→ **SUPPLIED RECORDS**:
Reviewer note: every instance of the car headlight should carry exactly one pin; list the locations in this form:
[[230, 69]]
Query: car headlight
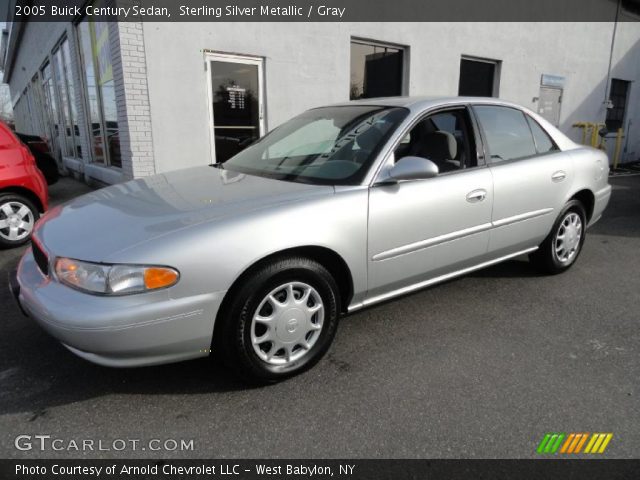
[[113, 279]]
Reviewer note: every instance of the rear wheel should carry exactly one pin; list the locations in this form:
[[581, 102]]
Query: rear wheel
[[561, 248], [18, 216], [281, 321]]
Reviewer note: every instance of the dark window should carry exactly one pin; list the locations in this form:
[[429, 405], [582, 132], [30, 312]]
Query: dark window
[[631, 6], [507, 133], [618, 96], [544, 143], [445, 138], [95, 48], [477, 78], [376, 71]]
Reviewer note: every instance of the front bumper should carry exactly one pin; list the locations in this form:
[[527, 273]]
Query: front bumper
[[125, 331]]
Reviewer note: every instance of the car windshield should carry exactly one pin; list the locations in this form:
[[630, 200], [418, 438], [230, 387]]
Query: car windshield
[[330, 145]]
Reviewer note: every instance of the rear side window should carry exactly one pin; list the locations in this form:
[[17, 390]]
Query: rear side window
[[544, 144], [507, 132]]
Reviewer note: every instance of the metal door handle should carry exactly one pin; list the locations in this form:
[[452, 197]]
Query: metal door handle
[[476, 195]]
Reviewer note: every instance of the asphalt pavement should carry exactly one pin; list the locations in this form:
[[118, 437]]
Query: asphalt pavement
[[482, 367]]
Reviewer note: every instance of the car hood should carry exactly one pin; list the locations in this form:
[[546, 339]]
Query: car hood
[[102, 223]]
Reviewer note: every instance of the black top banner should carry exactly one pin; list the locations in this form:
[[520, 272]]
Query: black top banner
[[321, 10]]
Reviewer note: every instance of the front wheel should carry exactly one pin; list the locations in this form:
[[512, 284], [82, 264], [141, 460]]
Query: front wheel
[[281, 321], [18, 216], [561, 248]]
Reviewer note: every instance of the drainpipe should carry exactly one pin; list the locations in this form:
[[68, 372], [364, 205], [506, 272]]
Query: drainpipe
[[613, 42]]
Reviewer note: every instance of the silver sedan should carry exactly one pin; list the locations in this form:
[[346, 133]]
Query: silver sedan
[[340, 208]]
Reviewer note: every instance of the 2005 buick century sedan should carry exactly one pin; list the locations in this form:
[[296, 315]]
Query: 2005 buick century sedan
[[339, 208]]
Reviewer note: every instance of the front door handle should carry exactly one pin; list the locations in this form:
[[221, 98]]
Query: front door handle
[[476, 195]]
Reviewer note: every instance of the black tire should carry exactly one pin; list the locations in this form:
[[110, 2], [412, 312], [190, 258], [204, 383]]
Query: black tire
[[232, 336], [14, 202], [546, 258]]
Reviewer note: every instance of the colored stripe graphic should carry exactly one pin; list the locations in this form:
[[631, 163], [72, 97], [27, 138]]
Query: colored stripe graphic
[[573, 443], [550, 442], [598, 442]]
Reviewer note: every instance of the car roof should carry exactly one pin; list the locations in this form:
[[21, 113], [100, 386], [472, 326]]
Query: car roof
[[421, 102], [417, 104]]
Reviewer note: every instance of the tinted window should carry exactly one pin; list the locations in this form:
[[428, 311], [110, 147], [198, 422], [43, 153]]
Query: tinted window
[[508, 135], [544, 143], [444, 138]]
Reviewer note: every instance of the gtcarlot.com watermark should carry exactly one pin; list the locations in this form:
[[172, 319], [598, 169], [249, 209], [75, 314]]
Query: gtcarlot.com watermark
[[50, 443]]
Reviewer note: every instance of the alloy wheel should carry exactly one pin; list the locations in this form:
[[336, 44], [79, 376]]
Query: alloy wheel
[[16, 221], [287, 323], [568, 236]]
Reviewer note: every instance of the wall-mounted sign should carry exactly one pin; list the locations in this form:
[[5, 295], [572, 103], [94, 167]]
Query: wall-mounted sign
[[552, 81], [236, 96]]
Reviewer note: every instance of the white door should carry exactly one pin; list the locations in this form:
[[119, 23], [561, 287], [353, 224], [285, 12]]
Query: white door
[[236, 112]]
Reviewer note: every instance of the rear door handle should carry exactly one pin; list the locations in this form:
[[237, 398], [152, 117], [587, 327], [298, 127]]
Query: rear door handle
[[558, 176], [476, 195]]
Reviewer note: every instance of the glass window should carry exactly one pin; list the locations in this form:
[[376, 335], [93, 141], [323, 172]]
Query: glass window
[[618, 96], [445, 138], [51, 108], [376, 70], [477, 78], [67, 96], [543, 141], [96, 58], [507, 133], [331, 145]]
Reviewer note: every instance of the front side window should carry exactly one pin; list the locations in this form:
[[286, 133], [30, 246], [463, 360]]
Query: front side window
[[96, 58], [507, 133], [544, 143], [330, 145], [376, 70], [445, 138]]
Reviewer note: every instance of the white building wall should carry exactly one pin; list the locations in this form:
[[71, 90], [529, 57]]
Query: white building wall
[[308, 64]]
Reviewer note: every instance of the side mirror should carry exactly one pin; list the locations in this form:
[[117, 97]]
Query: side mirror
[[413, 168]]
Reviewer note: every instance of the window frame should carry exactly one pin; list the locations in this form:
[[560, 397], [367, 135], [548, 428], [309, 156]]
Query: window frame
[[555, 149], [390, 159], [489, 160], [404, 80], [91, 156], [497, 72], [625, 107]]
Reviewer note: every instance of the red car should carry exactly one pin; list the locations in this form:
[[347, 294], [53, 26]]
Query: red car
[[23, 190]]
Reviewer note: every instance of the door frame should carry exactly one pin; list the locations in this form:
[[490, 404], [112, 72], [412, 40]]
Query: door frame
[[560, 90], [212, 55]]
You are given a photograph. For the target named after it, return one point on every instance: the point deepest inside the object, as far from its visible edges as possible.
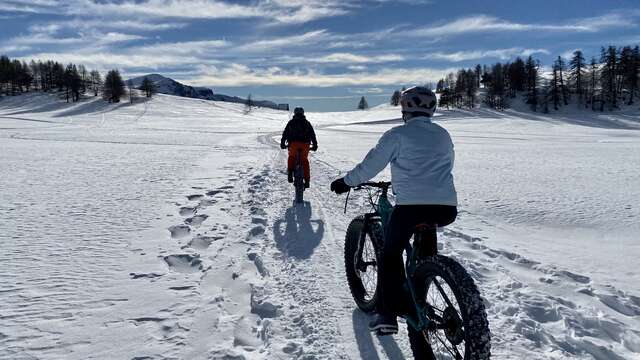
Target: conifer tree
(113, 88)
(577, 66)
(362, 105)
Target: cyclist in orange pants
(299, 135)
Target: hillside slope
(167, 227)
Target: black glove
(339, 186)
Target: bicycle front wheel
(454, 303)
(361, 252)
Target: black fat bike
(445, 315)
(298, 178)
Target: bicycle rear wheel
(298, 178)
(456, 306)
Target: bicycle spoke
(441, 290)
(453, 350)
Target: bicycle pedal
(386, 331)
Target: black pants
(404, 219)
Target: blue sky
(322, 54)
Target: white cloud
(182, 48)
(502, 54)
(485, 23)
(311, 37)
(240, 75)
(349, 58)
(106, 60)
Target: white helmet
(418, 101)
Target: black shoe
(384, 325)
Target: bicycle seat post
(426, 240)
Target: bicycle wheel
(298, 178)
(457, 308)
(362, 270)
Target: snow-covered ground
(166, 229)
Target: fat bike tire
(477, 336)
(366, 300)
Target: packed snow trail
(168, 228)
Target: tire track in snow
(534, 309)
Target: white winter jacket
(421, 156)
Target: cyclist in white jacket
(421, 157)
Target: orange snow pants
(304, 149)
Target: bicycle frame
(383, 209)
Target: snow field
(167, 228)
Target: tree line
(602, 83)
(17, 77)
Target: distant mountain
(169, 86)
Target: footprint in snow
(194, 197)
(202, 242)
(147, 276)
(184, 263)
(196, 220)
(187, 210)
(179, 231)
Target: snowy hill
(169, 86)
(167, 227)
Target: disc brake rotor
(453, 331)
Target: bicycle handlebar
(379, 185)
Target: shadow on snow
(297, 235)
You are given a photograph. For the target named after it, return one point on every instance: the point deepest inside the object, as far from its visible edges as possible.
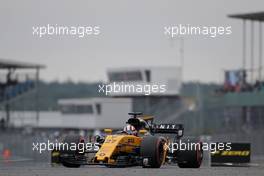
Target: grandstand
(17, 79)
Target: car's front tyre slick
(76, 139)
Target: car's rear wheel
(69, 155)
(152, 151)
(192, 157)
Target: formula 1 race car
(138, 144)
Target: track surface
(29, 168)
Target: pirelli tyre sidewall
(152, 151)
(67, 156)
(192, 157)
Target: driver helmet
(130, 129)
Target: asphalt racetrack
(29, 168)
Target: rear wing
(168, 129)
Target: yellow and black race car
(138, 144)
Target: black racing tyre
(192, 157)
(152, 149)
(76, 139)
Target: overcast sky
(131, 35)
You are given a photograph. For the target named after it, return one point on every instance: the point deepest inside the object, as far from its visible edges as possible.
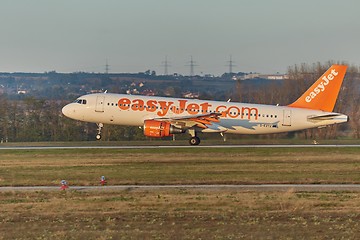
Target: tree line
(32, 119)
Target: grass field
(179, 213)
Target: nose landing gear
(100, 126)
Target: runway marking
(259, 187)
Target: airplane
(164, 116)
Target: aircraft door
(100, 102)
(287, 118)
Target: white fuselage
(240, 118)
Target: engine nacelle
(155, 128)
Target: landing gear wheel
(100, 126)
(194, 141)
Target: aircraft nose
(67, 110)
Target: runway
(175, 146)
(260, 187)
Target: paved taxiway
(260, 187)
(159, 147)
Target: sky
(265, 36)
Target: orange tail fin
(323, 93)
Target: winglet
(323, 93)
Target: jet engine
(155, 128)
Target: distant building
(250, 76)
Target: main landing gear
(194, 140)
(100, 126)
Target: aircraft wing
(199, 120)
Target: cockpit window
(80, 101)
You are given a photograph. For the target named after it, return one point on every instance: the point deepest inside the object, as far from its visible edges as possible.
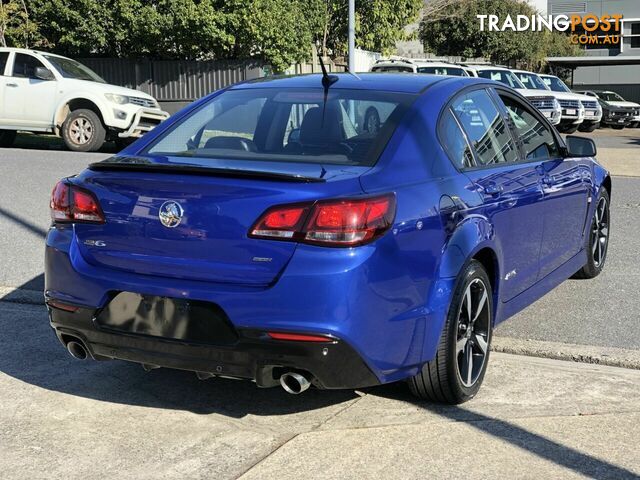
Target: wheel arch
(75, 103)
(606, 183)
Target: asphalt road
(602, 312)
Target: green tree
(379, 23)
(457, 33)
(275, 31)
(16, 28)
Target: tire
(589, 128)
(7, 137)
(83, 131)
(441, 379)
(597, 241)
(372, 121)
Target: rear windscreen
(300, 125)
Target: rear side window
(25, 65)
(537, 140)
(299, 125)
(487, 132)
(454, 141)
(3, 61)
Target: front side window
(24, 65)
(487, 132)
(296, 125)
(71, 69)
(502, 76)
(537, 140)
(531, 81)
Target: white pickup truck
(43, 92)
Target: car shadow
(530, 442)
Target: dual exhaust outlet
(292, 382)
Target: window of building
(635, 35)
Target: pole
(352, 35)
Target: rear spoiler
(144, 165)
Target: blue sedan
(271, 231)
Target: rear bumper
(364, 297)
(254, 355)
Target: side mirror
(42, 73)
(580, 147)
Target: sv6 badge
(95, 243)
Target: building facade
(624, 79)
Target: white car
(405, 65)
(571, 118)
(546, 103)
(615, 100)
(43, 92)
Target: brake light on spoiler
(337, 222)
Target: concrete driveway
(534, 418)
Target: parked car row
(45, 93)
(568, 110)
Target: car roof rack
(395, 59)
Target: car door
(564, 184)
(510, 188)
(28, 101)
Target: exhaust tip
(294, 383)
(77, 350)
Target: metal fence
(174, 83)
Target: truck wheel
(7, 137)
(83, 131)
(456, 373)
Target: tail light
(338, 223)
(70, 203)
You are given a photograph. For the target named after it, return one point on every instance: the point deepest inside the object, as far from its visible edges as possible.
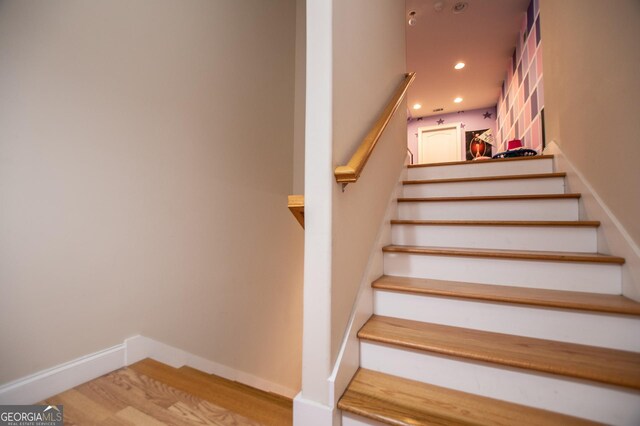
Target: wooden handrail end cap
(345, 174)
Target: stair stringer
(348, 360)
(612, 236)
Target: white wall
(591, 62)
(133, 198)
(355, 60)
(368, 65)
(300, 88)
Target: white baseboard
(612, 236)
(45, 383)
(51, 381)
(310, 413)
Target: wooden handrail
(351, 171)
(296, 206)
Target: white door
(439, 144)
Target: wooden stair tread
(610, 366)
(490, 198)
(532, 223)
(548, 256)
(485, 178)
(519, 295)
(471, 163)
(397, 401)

→ **EXERCISE INSTRUCTIONS**: Your task is to quote exactly the lines from the one with "Target: concrete driveway" through the end of the material, both included, without reproducing any pictures.

→ **WRITTEN SOLUTION**:
Target: concrete driveway
(534, 418)
Target: parked car row
(45, 93)
(568, 110)
Target: car roof rack
(395, 59)
Target: car door
(564, 184)
(510, 188)
(28, 101)
Target: exhaust tip
(294, 383)
(77, 350)
Target: metal fence
(174, 83)
Target: truck wheel
(7, 137)
(83, 131)
(456, 373)
Target: tail light
(338, 223)
(70, 203)
You are given a photograph. For the target named after it, return one point on every instance: the point deepest inside the object, as far from its visible edges as possible.
Target: wooden handrail end cap
(345, 174)
Target: stair stringer
(348, 360)
(612, 236)
Target: white wall
(591, 62)
(133, 198)
(355, 60)
(368, 65)
(300, 88)
Target: white baseboard
(612, 236)
(45, 383)
(51, 381)
(310, 413)
Target: wooden handrail
(351, 171)
(296, 206)
Target: white door
(439, 144)
Target: wooden stair tread
(610, 366)
(490, 198)
(532, 223)
(548, 256)
(485, 178)
(519, 295)
(471, 163)
(397, 401)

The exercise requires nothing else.